What to produce: Skip the pictures. Quote every line below, exactly, from the one with "You are given a photograph. Locate the blurred park" through the final line.

Recorded data:
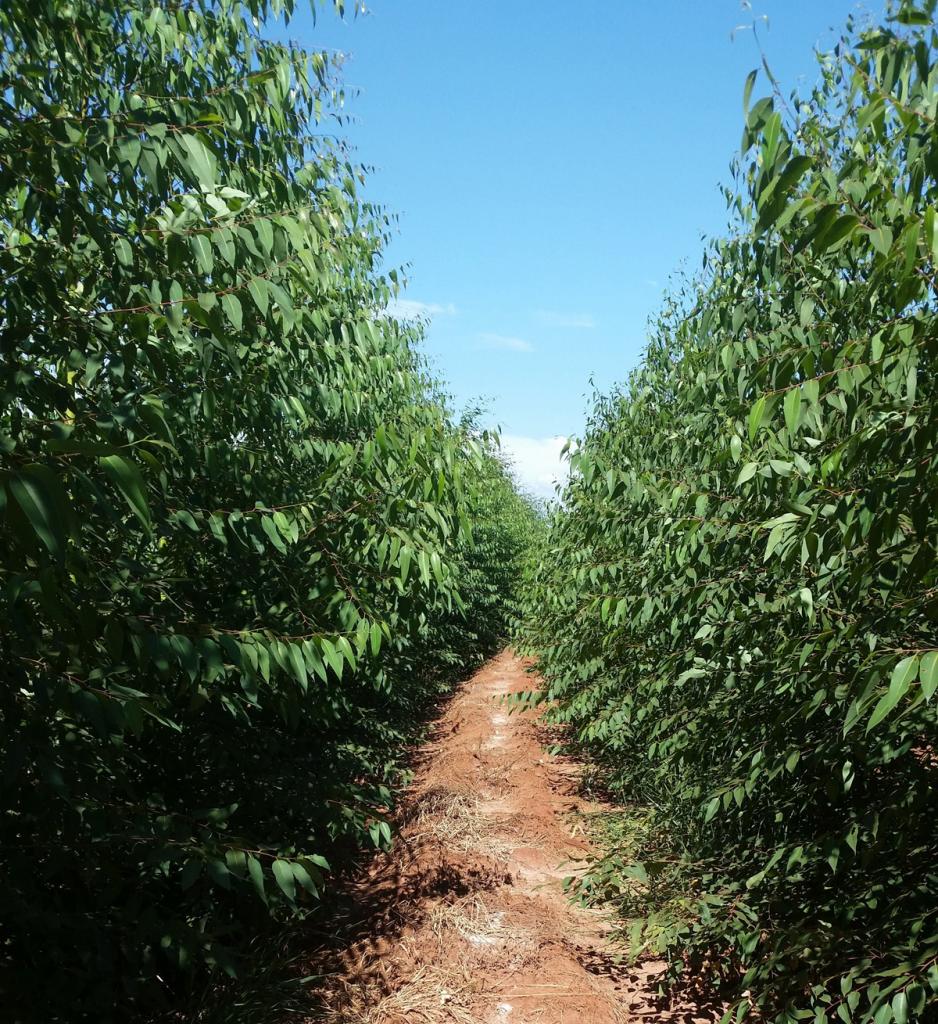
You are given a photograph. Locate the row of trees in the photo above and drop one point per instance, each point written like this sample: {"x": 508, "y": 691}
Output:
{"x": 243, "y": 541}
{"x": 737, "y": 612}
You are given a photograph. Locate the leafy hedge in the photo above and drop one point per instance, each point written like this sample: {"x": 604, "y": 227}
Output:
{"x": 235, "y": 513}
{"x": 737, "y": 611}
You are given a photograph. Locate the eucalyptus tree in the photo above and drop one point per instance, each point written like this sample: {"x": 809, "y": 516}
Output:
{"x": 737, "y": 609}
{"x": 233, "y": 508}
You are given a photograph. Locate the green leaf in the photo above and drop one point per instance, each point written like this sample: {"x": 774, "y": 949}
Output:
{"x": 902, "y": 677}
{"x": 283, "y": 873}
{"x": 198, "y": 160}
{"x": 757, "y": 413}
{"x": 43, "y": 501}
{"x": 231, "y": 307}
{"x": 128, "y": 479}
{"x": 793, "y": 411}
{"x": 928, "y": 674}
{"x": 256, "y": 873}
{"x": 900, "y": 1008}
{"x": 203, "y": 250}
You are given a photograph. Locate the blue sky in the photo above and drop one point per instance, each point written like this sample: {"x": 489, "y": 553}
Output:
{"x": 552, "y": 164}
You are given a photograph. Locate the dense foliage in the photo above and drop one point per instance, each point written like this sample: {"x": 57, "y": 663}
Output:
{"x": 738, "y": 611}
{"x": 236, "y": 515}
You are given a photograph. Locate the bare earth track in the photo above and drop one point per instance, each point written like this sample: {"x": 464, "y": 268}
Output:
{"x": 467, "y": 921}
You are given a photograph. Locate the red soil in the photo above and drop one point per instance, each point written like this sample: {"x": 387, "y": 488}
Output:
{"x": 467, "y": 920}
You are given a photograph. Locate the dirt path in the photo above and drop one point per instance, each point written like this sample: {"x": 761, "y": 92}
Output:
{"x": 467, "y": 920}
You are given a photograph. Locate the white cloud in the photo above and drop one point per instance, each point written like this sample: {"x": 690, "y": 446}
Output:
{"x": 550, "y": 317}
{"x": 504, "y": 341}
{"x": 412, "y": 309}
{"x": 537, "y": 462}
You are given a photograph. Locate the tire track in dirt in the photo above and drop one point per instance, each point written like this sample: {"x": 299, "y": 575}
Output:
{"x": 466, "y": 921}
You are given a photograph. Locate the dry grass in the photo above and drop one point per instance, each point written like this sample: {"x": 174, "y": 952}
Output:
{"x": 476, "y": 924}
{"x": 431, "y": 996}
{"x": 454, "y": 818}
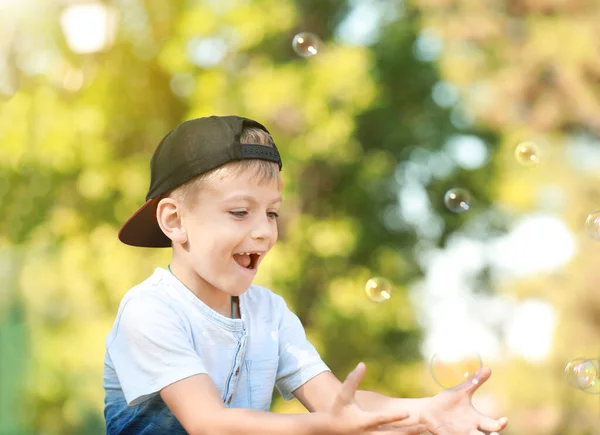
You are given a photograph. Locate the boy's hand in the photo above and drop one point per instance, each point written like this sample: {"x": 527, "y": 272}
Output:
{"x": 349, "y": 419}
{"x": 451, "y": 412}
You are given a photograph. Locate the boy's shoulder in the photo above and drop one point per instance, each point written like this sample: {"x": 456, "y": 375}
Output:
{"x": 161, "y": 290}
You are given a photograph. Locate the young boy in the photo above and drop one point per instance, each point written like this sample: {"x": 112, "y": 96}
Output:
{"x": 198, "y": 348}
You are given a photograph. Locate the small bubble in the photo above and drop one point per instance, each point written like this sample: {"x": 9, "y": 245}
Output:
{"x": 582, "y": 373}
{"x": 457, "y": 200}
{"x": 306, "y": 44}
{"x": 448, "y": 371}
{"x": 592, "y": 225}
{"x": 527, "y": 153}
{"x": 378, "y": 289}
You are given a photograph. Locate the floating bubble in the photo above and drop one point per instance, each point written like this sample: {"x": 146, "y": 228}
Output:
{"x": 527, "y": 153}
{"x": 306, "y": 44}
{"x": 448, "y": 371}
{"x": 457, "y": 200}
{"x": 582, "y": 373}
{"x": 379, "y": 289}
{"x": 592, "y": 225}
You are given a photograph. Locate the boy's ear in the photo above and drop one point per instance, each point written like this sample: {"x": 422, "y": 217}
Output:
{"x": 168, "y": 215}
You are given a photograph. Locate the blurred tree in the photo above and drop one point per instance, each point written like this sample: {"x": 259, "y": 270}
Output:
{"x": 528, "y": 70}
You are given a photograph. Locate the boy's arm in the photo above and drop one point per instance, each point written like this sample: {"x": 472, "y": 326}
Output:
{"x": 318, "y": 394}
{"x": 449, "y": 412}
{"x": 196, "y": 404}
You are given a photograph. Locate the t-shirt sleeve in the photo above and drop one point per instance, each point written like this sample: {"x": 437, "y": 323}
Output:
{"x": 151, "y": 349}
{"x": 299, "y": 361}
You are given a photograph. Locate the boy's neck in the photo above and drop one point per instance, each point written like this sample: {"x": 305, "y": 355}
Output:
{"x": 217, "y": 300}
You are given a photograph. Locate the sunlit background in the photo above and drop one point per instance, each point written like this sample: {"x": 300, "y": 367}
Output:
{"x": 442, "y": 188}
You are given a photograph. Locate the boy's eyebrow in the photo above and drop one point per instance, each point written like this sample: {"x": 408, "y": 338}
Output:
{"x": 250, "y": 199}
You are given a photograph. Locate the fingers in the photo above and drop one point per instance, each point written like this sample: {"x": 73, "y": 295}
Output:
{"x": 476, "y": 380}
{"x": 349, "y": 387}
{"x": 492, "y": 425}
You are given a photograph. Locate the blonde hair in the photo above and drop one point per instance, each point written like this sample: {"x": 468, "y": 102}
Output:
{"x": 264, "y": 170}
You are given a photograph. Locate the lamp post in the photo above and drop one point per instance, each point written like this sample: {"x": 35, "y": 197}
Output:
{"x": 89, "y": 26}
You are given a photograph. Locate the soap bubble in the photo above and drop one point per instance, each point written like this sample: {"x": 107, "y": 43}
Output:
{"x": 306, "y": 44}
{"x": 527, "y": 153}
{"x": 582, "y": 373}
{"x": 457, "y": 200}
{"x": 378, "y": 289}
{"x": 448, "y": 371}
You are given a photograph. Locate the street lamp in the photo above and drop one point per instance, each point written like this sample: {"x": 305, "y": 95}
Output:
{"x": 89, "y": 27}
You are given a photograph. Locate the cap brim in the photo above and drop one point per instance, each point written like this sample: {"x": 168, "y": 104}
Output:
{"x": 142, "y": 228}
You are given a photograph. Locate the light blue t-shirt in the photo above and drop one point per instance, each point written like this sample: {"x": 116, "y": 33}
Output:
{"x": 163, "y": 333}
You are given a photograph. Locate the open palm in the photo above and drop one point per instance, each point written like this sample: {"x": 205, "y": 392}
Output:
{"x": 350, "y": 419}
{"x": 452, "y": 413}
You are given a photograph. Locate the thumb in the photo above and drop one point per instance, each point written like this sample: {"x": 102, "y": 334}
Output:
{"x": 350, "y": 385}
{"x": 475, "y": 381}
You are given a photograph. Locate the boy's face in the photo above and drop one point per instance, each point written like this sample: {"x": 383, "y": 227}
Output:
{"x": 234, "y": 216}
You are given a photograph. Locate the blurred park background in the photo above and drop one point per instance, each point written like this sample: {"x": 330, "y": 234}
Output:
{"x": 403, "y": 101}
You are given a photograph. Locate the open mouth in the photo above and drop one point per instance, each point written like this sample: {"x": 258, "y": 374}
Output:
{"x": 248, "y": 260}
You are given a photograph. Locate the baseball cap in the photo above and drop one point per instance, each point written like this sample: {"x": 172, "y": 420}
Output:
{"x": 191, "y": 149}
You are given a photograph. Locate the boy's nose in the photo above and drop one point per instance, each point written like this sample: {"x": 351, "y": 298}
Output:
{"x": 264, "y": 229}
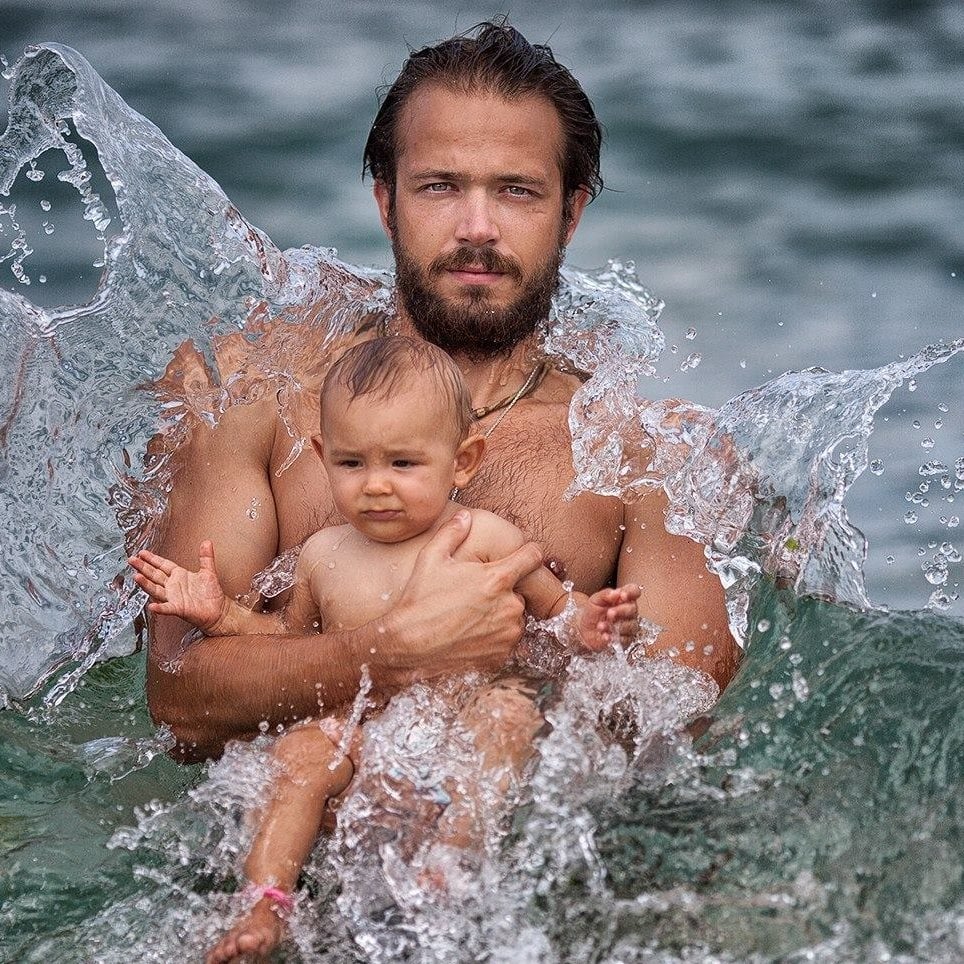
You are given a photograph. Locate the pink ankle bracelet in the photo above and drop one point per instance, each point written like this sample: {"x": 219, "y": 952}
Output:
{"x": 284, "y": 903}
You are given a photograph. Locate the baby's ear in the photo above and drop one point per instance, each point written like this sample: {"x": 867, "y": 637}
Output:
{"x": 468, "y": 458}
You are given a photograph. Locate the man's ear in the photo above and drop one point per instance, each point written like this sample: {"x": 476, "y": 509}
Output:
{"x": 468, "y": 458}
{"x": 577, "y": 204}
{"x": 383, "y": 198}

Reply:
You are given a photograph. Locate the blurred park background in the photo above and drop one point per instance, each point written like this sample: {"x": 330, "y": 234}
Output:
{"x": 403, "y": 101}
You are given a photograph. Locate the open mouth in the photo above and drop one point per instance, each point written like this sample: {"x": 258, "y": 374}
Output:
{"x": 248, "y": 260}
You are given a photograph. Locate the baseball cap in the photo above and drop one point per instance, each point written like this sample: {"x": 172, "y": 420}
Output:
{"x": 191, "y": 149}
You are given a photograph. Locate the boy's nose in the photo above and drop one point per instance, each point written like this sample: {"x": 351, "y": 298}
Output:
{"x": 264, "y": 229}
You are given a photograph. Locate the pink ankle bracelet in the photo above and drop one point per instance, each point written like this sample: {"x": 219, "y": 952}
Output:
{"x": 284, "y": 903}
You are given a photograph. Locate the baby's ear in the photo above and drop one point per instance, each point written like this sample: {"x": 867, "y": 637}
Output:
{"x": 468, "y": 458}
You are given a photograph. Locate the man's ear in the photo above and drop one point per instance, each point written like this sample: {"x": 476, "y": 509}
Output:
{"x": 468, "y": 458}
{"x": 577, "y": 204}
{"x": 383, "y": 198}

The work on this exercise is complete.